Given information:
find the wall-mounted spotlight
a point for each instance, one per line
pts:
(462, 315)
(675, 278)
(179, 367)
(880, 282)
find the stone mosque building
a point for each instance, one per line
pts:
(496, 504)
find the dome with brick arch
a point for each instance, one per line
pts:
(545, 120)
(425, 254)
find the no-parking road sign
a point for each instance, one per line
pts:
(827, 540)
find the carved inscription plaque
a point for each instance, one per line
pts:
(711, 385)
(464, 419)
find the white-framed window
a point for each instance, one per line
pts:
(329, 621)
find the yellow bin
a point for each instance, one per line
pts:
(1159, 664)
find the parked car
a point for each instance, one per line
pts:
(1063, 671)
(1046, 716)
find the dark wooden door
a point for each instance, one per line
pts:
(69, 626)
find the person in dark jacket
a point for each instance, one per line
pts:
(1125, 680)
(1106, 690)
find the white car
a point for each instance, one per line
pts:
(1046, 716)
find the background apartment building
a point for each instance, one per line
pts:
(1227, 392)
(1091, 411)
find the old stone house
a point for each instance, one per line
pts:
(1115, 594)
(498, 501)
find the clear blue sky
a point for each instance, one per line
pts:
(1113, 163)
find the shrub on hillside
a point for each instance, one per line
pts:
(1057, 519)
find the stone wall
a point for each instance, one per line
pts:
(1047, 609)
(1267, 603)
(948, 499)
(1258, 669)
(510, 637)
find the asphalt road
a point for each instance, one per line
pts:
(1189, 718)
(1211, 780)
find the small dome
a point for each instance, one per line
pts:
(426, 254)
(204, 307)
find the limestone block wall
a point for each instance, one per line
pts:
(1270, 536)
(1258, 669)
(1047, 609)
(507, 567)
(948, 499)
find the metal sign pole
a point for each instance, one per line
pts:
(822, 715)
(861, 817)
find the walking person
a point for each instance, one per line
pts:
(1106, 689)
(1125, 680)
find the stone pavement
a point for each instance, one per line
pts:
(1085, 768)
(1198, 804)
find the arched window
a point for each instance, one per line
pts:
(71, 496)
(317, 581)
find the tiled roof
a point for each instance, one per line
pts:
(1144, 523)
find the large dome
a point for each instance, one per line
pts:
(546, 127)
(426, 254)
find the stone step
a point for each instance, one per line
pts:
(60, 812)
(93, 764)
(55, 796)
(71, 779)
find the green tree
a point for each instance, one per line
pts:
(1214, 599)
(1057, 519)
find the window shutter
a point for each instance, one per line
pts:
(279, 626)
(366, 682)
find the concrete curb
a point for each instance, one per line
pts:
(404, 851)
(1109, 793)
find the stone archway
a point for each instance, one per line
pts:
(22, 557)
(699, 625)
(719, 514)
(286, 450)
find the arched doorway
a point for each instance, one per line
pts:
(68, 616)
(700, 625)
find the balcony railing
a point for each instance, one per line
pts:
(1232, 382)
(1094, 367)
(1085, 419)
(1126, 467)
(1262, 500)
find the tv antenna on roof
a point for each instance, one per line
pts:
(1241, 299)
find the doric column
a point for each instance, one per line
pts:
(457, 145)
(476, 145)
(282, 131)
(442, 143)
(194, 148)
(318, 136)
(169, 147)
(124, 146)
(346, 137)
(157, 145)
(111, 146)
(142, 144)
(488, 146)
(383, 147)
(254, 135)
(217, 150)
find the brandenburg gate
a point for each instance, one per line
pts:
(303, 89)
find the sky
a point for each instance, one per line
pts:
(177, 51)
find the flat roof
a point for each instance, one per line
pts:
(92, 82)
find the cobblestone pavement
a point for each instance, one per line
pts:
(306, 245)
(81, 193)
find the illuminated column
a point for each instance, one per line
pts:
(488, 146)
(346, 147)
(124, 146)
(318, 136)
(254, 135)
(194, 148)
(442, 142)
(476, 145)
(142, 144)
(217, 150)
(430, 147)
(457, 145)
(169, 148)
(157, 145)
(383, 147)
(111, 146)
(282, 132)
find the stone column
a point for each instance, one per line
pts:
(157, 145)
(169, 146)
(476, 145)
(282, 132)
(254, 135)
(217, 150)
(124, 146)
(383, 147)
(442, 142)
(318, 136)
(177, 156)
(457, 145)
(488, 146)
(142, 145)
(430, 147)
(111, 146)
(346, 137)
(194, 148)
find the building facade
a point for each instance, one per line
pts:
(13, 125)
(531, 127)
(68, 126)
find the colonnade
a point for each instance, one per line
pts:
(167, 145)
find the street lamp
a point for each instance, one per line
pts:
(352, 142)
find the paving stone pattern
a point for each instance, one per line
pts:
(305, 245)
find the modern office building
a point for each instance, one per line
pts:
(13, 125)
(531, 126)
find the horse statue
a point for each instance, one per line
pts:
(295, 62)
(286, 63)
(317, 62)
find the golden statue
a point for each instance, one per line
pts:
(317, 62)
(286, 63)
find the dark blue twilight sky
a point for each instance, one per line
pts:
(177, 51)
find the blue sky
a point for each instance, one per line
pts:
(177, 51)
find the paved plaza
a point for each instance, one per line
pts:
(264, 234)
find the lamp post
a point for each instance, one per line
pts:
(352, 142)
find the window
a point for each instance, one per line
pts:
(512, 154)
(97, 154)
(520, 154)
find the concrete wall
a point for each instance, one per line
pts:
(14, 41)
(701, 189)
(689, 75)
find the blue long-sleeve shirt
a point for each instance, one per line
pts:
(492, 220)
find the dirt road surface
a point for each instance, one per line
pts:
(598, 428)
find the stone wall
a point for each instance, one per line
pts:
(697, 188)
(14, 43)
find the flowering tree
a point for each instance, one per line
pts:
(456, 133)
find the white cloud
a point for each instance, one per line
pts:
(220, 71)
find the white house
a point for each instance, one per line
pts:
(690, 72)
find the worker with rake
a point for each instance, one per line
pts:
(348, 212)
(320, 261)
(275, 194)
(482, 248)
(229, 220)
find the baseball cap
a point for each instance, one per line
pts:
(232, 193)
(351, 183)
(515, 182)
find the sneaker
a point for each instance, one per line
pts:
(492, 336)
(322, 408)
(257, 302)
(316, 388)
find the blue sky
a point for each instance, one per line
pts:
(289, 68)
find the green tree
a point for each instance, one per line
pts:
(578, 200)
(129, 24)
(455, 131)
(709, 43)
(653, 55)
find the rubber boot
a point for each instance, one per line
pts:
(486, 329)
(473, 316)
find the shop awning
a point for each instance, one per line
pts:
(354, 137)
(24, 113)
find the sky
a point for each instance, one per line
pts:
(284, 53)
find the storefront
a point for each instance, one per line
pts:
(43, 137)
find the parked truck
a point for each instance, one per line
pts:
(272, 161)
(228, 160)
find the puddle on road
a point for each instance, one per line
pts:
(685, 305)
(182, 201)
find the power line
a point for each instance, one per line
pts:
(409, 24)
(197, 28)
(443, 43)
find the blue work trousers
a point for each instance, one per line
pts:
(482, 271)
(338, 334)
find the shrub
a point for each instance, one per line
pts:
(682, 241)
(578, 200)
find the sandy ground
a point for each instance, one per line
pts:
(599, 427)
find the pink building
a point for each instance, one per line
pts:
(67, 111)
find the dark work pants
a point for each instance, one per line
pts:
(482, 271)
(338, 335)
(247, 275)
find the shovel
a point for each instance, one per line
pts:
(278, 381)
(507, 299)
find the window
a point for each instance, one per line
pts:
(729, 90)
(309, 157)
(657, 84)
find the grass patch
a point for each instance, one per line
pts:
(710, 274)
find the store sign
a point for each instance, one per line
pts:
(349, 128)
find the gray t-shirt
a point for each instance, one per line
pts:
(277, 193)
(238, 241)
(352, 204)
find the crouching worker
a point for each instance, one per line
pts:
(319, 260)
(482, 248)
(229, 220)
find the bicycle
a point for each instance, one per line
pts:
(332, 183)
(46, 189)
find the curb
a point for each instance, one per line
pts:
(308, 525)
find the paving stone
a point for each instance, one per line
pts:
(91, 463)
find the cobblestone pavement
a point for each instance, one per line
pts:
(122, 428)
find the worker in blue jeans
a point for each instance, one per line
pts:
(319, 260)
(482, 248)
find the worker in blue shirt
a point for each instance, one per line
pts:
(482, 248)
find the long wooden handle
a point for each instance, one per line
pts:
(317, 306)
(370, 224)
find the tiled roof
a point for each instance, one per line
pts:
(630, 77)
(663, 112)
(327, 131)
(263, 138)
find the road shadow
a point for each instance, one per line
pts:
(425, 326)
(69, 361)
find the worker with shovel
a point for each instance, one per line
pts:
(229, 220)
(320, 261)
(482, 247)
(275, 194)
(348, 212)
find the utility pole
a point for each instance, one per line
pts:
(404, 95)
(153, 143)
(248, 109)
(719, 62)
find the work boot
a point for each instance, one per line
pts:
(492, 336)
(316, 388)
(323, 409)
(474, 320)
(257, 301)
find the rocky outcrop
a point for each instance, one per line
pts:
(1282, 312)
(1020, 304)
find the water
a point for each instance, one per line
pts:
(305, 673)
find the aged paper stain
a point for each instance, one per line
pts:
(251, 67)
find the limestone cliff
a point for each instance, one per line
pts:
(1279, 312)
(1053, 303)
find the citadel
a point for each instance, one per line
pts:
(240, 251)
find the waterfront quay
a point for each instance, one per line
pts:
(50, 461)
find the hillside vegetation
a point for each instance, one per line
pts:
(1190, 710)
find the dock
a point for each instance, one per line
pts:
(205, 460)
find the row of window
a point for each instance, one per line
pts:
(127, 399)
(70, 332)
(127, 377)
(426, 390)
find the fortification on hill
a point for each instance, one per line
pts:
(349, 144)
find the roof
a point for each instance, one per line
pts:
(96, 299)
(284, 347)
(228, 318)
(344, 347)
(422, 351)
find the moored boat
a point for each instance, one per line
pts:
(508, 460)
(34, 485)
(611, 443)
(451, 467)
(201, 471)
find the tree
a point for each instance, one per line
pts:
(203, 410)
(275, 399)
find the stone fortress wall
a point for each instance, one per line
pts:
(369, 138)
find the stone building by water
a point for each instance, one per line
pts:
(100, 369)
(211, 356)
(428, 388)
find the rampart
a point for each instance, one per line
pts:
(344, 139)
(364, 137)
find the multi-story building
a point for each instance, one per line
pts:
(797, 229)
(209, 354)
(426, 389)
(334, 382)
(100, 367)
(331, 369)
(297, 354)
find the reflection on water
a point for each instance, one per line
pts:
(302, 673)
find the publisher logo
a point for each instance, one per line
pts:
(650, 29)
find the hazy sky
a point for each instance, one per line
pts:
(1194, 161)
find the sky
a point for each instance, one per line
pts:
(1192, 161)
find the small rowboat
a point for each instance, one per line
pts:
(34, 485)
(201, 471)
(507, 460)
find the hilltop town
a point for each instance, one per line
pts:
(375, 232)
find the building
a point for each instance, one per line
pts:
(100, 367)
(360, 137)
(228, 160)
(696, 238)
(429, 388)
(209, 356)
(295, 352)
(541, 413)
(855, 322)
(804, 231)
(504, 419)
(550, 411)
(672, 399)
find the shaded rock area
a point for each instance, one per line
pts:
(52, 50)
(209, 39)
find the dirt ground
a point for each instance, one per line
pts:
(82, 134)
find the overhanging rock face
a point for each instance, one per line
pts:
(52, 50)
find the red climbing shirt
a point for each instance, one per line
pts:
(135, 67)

Problem details:
From the line holding "find the hilltop town" to the last line of the records, quote each line exactly and add nothing.

Answer for this exercise:
find the hilltop town
a point for each instance, one per line
pts:
(375, 232)
find the building
a point for each instance, one per line
pts:
(100, 367)
(360, 137)
(228, 160)
(696, 238)
(429, 388)
(209, 356)
(295, 352)
(541, 413)
(855, 322)
(804, 231)
(504, 419)
(550, 411)
(672, 399)
find the shaded rock area
a point for each instance, one per line
pts:
(52, 50)
(209, 39)
find the dirt ground
a point for each instance, one per line
pts:
(82, 134)
find the overhanging rock face
a point for each instance, one per line
pts:
(52, 50)
find the red climbing shirt
a point for each instance, one per line
pts:
(135, 67)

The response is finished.